▸ **Task description**
Please print every line from the one containing "of the yellow" through the last line of the records below, exactly as written and nothing more.

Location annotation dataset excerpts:

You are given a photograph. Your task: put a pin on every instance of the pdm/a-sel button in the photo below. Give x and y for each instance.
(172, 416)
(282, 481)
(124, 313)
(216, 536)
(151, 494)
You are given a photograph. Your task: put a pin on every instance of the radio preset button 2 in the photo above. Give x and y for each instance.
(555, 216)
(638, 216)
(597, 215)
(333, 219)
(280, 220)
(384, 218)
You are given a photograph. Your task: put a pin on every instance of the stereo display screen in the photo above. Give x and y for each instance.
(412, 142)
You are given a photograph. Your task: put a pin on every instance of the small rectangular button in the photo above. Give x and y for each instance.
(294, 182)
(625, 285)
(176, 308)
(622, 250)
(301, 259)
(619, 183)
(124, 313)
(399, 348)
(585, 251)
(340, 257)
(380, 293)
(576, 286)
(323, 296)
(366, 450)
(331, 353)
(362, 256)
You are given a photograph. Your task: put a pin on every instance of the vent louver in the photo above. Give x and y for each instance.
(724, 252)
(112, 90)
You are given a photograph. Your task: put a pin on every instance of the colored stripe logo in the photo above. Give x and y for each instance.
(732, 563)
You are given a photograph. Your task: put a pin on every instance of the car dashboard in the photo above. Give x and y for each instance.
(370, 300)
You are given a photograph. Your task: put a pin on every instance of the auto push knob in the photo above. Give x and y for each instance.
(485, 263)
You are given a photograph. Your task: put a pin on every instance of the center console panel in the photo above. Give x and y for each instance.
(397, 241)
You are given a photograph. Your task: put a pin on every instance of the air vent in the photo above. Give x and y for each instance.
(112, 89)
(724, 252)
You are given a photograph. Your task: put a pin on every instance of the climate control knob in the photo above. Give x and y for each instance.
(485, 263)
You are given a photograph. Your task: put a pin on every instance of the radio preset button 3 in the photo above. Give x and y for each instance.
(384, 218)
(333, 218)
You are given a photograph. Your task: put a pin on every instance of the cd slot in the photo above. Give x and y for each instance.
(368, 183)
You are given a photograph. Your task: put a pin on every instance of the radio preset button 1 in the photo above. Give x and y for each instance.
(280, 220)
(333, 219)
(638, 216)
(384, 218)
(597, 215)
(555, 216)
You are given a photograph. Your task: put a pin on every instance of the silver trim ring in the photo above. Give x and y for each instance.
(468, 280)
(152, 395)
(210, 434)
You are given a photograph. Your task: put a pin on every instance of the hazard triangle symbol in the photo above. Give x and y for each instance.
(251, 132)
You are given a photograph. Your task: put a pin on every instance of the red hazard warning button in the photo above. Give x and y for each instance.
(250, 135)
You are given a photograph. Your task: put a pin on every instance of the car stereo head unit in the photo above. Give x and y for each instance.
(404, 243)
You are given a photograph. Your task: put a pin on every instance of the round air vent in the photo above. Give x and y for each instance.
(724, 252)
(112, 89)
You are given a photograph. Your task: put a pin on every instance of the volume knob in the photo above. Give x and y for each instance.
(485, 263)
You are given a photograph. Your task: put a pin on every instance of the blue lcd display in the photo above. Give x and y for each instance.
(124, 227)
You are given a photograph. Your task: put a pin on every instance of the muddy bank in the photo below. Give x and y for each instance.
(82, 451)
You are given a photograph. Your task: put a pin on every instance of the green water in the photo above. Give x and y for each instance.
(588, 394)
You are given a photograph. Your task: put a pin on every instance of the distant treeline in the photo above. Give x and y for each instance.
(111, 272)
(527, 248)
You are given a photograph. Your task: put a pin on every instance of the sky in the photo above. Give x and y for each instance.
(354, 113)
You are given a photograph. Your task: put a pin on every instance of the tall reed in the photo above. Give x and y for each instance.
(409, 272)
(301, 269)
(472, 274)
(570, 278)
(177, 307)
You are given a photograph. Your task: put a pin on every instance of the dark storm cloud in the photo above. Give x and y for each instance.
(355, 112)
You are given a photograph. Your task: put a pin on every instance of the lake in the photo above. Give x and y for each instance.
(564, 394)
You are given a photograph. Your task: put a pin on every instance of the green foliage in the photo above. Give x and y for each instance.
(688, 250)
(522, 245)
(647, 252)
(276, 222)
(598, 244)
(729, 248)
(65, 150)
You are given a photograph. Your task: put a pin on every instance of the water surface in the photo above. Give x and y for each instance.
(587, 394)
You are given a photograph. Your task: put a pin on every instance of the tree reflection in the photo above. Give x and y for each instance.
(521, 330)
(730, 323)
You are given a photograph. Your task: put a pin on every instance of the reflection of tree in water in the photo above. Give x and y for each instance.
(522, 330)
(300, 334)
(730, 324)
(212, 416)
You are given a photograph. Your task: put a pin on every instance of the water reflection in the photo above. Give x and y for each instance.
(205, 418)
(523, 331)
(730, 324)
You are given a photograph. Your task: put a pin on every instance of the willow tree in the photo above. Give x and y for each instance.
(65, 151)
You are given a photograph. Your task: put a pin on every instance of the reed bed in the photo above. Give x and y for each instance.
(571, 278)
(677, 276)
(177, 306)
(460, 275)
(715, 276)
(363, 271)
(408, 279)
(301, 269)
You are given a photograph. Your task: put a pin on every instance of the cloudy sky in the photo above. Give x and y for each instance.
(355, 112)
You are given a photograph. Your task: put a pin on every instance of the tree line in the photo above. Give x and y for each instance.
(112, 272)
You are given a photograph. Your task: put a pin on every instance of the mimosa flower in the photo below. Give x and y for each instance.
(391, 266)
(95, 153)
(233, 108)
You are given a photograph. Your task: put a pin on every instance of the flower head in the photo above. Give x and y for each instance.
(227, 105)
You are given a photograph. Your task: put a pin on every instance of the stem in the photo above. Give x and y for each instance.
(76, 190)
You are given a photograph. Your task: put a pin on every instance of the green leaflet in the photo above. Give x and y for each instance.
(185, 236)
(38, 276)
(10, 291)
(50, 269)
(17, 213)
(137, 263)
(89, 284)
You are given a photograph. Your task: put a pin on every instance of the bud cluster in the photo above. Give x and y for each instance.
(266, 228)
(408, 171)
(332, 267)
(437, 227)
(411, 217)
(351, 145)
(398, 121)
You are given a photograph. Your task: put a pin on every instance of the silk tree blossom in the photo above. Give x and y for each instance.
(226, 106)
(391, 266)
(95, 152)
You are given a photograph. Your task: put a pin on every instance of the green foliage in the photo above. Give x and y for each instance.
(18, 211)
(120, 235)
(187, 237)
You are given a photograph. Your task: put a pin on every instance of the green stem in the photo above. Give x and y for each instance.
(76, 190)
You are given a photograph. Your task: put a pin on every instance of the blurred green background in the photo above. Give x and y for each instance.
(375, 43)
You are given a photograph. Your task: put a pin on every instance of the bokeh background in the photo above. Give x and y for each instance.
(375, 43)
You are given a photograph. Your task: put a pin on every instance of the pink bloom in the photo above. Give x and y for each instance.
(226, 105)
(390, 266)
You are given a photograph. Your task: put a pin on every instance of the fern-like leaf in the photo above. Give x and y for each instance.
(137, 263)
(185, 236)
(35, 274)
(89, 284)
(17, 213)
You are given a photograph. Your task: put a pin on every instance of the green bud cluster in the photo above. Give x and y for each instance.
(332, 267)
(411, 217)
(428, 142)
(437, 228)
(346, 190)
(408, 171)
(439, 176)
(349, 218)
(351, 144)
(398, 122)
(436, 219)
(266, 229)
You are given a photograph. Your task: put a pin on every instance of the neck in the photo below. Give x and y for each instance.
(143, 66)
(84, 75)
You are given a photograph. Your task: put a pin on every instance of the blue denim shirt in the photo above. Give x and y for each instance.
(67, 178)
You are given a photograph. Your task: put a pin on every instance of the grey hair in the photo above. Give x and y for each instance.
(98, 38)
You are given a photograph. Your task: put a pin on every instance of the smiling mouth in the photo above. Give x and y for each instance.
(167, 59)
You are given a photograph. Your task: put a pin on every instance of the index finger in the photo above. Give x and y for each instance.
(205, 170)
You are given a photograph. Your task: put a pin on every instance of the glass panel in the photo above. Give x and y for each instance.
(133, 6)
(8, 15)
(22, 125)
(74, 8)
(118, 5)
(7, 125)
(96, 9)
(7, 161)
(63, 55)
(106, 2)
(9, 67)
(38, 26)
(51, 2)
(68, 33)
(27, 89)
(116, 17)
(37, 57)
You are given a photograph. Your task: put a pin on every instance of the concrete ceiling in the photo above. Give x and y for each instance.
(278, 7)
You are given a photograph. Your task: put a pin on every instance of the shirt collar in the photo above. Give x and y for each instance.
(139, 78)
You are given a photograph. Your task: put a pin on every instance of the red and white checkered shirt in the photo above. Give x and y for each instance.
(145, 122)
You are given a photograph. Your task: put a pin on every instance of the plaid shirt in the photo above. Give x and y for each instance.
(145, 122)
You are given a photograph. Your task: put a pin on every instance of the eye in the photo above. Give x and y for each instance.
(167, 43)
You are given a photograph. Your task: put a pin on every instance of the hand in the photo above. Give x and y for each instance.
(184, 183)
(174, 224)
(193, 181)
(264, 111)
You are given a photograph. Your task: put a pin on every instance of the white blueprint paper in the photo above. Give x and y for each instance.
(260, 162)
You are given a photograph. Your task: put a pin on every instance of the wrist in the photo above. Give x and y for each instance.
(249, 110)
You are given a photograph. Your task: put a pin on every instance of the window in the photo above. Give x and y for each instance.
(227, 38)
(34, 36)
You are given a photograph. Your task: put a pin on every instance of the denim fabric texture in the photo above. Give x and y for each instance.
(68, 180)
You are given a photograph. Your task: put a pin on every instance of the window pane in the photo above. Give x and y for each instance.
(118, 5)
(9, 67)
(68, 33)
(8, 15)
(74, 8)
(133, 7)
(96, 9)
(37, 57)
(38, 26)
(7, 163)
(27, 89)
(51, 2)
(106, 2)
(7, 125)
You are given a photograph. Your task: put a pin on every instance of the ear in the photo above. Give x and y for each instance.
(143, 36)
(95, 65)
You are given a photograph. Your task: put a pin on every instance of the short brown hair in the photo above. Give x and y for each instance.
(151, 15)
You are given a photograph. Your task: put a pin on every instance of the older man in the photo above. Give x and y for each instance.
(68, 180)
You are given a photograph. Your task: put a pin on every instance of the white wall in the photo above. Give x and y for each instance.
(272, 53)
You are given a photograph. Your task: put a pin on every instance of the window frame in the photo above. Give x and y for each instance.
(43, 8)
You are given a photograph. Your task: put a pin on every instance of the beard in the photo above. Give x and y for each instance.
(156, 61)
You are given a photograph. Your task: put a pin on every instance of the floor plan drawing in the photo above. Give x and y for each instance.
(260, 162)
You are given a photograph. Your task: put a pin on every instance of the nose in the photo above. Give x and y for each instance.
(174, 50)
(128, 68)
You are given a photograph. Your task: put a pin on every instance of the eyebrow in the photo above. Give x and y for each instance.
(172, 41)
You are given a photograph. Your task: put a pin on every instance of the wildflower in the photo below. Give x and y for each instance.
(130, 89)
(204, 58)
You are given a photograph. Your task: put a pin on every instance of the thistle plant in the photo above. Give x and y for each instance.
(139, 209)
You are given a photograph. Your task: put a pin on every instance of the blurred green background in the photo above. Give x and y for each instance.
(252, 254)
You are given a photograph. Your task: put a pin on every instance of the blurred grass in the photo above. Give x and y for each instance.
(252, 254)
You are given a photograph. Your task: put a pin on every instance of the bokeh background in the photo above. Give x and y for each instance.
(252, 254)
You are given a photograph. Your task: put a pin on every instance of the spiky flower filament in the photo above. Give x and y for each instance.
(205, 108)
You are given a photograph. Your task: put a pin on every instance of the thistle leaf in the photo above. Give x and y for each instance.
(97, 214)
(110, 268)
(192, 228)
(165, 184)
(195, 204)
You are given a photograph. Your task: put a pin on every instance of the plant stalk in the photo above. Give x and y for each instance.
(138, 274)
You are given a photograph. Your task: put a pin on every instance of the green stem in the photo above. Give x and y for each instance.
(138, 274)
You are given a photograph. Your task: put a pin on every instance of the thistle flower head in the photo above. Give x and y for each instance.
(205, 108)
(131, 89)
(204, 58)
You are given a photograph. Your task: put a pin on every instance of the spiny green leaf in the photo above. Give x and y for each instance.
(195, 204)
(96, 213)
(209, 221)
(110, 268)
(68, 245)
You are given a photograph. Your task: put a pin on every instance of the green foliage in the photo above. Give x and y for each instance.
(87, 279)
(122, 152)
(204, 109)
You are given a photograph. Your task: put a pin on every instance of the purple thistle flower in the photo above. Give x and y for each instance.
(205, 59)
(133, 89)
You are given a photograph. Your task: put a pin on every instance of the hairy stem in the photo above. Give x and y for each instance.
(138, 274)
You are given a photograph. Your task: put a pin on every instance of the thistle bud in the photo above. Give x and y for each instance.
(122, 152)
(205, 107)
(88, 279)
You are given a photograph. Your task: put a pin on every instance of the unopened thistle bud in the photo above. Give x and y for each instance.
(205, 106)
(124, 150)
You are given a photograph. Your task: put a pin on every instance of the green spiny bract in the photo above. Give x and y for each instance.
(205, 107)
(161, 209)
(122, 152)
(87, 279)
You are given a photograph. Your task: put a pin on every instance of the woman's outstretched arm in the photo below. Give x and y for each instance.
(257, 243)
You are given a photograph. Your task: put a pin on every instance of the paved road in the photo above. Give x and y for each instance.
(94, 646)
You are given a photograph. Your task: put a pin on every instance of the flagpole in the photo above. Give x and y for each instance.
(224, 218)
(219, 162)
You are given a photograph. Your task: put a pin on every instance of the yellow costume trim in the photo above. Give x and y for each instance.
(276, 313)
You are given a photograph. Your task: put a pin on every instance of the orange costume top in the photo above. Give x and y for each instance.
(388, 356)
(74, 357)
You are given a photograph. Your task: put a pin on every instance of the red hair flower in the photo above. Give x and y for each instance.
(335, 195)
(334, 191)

▸ **Solution**
You are given a photograph. Your task: put a pin on every instance of the yellow costume trim in the photo above. Give x and y for each instance.
(276, 313)
You are given a photograph. Your task: put a pin on every instance of the orange costume top in the photo above. Give x and y for each instance.
(388, 356)
(74, 357)
You are given a photograph. Your task: put a pin on every instance of the red hair flower in the photo above. Give x and y for each instance.
(335, 195)
(334, 191)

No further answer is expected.